# Task prompt:
In the forum thread below, what does goob say should be done to the shooter?

# Text block:
□ □ □
I just don't see how you could mistake someone for a deer, especially one that's suspose to have horns.


----------



## REB 73 (Dec 6, 2015)

tree cutter 08 said:


> I just don't see how you could mistake someone for a deer, especially one that's suspose to have horns.



This ^^^^


----------



## 404 (Dec 6, 2015)

tree cutter 08 said:


> I just don't see how you could mistake someone for a deer, especially one that's suspose to have horns.



I agree. How bout 65 yds an walking by ur son an just had threw ur hand up to guy to wave an went on. Notnoing the guy was asleep then he wakes up hears something walking an nails this guy in back


----------



## Mountainbuck (Dec 7, 2015)

What happens to the shooter ?


----------



## goob (Dec 9, 2015)

Mountainbuck said:


> What happens to the shooter ?



he should have some common sense beat into him.


----------



## antharper (Dec 9, 2015)

Unbelievable, but it happens every year, I'm afraid if it was me and my dad i would of shot back !


----------



## goob (Dec 15, 2015)

antharper said:


> Unbelievable, but it happens every year, I'm afraid if it was me and my dad i would of shot back !



Where's the like button for this post!


----------
□ □ □
# Supplied material:
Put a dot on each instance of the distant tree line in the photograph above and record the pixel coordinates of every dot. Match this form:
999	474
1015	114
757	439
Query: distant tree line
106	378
□ □ □
# Finished answer:
He should have some common sense beat into him.